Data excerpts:
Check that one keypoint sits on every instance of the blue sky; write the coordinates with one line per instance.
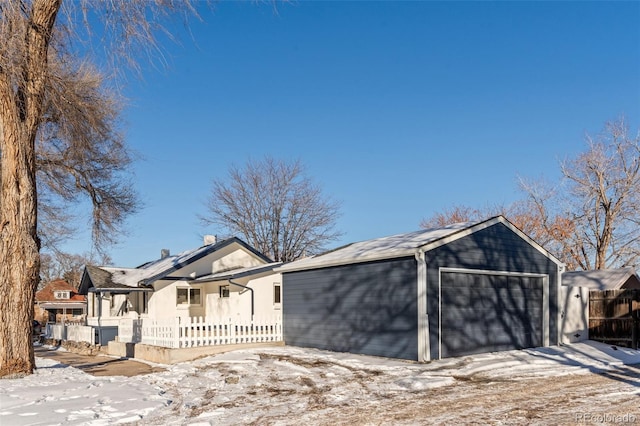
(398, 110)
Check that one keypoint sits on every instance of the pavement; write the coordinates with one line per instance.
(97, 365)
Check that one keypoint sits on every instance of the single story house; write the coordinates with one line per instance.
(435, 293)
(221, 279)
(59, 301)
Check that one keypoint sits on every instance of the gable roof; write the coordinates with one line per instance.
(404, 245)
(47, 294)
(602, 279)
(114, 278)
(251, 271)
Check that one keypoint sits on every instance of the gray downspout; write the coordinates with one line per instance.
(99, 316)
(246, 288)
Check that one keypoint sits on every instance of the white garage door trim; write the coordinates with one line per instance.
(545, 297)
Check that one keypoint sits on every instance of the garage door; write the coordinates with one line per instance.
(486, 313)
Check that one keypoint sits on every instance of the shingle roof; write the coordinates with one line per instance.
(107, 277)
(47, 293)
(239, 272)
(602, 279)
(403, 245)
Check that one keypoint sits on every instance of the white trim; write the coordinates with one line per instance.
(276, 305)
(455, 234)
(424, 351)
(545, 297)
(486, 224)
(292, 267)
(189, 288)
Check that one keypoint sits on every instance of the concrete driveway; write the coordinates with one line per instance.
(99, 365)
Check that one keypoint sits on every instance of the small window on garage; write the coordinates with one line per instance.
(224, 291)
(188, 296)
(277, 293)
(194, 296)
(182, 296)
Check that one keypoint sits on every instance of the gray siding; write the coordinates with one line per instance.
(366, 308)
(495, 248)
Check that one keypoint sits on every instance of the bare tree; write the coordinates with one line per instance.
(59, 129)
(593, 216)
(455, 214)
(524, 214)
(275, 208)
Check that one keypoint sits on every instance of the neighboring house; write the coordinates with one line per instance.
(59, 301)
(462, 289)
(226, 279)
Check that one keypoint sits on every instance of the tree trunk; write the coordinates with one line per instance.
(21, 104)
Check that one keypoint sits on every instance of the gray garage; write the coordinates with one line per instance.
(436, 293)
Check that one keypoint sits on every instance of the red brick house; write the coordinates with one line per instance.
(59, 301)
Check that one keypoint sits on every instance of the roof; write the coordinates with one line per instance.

Exercise directions:
From the line with "Check that one keypoint sits on every instance of the tree" through the final line of the records, return each line exactly. Leave out the rest.

Answer space:
Check that one keypoint sits on every instance of the tree trunk; write the coordinates with one line per instance.
(21, 104)
Check that one keypoint sits on every instance of the gray garage; write the coordinates with one line per instance.
(436, 293)
Check that one keypoint sits on every instance of the red brick house; write the coordinates with one line per instance.
(59, 301)
Check that one keypoint sits on every instance of the roof; write the coordinates with one line per instance.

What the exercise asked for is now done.